▸ **TASK TO CARRY OUT**
Return the full listing unchanged, apart from leaving out its images.

··· SUPPLIED INFORMATION

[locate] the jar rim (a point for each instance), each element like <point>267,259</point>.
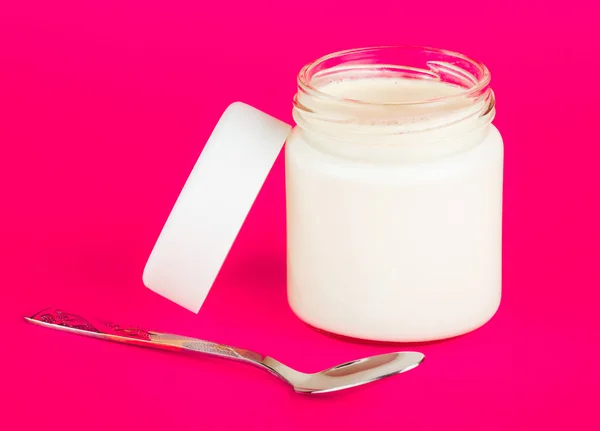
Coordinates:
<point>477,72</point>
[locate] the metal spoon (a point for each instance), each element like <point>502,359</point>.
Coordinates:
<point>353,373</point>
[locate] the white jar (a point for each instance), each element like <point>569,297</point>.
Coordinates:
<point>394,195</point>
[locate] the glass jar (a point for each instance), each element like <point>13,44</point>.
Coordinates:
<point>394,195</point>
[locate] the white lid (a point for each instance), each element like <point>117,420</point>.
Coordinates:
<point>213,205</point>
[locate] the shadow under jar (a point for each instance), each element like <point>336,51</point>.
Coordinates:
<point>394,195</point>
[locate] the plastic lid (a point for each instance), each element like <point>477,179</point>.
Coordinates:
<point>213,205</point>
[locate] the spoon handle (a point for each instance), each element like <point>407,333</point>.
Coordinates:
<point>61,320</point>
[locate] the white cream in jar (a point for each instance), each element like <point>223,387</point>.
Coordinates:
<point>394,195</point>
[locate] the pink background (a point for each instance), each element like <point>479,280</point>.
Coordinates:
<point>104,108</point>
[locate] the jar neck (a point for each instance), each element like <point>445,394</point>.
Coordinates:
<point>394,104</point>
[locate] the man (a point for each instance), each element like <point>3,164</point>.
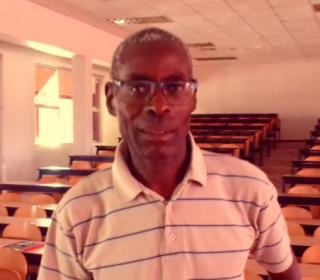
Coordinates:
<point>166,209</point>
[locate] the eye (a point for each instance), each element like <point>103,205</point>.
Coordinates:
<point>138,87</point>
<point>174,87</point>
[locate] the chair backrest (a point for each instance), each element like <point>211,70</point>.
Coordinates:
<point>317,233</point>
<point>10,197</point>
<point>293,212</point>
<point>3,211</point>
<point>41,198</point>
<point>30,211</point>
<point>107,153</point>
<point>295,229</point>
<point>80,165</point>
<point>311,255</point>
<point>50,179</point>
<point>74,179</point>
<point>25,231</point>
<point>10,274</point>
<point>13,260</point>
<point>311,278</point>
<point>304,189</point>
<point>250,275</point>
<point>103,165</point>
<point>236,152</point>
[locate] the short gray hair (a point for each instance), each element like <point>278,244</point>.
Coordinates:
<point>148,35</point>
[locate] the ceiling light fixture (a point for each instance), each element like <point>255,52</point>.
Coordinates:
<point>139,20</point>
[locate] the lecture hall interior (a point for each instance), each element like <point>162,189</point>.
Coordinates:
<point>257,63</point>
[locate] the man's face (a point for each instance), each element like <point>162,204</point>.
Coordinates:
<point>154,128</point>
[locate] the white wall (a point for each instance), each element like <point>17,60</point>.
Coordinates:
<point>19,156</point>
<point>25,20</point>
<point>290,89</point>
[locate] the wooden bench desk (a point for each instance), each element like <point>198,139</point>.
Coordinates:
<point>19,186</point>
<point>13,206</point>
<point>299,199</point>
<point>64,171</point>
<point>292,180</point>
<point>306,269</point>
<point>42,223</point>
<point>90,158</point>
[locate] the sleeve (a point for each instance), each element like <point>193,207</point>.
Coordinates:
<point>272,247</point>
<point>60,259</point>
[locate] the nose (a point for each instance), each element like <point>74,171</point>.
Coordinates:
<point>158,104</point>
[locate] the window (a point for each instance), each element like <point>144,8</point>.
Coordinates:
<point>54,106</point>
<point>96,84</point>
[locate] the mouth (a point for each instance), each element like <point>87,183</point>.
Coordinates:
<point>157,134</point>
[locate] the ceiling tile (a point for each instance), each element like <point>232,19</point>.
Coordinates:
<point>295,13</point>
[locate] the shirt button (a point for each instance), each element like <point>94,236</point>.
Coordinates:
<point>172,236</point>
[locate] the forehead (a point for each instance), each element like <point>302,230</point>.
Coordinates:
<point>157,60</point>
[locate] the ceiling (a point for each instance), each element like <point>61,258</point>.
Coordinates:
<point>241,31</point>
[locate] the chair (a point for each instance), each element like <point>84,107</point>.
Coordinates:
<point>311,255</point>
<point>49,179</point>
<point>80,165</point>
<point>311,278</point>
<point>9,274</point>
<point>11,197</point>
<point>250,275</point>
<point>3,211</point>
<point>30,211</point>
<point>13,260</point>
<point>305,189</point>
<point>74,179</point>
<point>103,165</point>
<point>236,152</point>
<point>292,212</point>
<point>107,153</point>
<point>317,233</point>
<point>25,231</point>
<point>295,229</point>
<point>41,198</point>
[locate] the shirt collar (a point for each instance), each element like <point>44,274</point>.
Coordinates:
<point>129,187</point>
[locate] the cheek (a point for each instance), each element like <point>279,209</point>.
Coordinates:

······

▸ **ANSWER SECTION**
[locate] the jar rim (a point for each instance), each element like <point>267,259</point>.
Coordinates:
<point>477,72</point>
[locate] the metal spoon (a point for each instance), each element like <point>502,359</point>.
Coordinates:
<point>353,373</point>
[locate] the white jar (a point for each instance), each element like <point>569,297</point>.
Coordinates:
<point>394,195</point>
[locate] the glass jar (a point for each instance), each element like <point>13,44</point>.
Coordinates:
<point>394,195</point>
[locate] the white lid (a point for each instance), each element like <point>117,420</point>.
Coordinates:
<point>213,205</point>
[locate] the shadow under jar (a point for each instance), each element like <point>336,51</point>.
Coordinates:
<point>394,195</point>
[locate] the plastic lid (a point for each instance), each element like <point>477,179</point>.
Coordinates:
<point>213,205</point>
[locate] the spoon handle (a point for each instance), each element like <point>407,333</point>.
Coordinates:
<point>61,320</point>
[locate] the white cream in jar (a point for each instance), each element like <point>223,387</point>.
Coordinates:
<point>394,195</point>
[locate] the pink background (a point for each instance), each element like <point>479,280</point>.
Coordinates:
<point>104,108</point>
[locate] the jar neck (a point for each instance), each element like <point>445,394</point>.
Coordinates:
<point>394,104</point>
[locate] the man (a point for each instance), each element like <point>3,164</point>.
Coordinates:
<point>166,209</point>
[locate] the eye (a point for each instance), each element like <point>103,205</point>.
Coordinates:
<point>138,87</point>
<point>174,87</point>
[locate] the chair backrest (a point for each instance), each element like <point>211,70</point>.
Coordinates:
<point>317,233</point>
<point>10,197</point>
<point>293,212</point>
<point>3,211</point>
<point>41,198</point>
<point>30,211</point>
<point>107,153</point>
<point>295,229</point>
<point>80,165</point>
<point>311,255</point>
<point>50,179</point>
<point>74,179</point>
<point>25,231</point>
<point>10,274</point>
<point>13,260</point>
<point>311,278</point>
<point>304,189</point>
<point>250,275</point>
<point>103,165</point>
<point>236,152</point>
[locate] the short gray hair (a point for each instance), each element like <point>278,244</point>.
Coordinates:
<point>148,35</point>
[locate] the ceiling light fixture (a point for each instance), each element like <point>255,52</point>.
Coordinates:
<point>139,20</point>
[locate] the lecture hall interior (a point for each instance), each element like <point>162,189</point>.
Coordinates:
<point>257,63</point>
[locate] the man's face (a point for each instance), each element like <point>162,204</point>.
Coordinates:
<point>154,128</point>
[locate] the white wall (a point for each instance), each element like <point>17,60</point>.
Coordinates:
<point>19,156</point>
<point>25,20</point>
<point>290,89</point>
[locate] the wooden bench desk (a point for each instance), each element like <point>198,139</point>.
Coordinates:
<point>19,186</point>
<point>13,206</point>
<point>299,199</point>
<point>64,171</point>
<point>292,180</point>
<point>306,269</point>
<point>42,223</point>
<point>90,158</point>
[locate] the sleeve (a point for each instance), each element like <point>193,207</point>.
Coordinates:
<point>272,247</point>
<point>60,259</point>
[locate] the nose (a point for each instance), each element like <point>74,171</point>.
Coordinates:
<point>158,104</point>
[locate] the window (a point for each instance), each element like <point>144,8</point>.
Coordinates:
<point>54,106</point>
<point>96,84</point>
[locate] the mouth (a point for each instance), each element like <point>87,183</point>.
Coordinates:
<point>157,134</point>
[locate] the ceiling tile (a point for each instance), each element like <point>232,19</point>.
Coordinates:
<point>295,13</point>
[locate] the shirt button (a point for each instance), each element like <point>94,236</point>.
Coordinates:
<point>172,236</point>
[locate] the forehead (a point for each instance), each element like <point>302,230</point>.
Coordinates:
<point>157,60</point>
[locate] the ceiling (a point for each instance), each element like <point>61,258</point>.
Coordinates:
<point>241,31</point>
[locate] the chair (a point for each instance), each element like <point>84,107</point>.
Coordinates:
<point>311,255</point>
<point>49,179</point>
<point>80,165</point>
<point>311,278</point>
<point>9,274</point>
<point>11,197</point>
<point>250,275</point>
<point>3,211</point>
<point>30,211</point>
<point>13,260</point>
<point>305,189</point>
<point>74,179</point>
<point>103,165</point>
<point>236,152</point>
<point>292,212</point>
<point>107,153</point>
<point>317,233</point>
<point>25,231</point>
<point>295,229</point>
<point>41,198</point>
[locate] the shirt collar (a point for each instance), each element like <point>44,274</point>.
Coordinates:
<point>129,187</point>
[locate] the cheek (a point for each instance), each element like <point>279,209</point>.
Coordinates:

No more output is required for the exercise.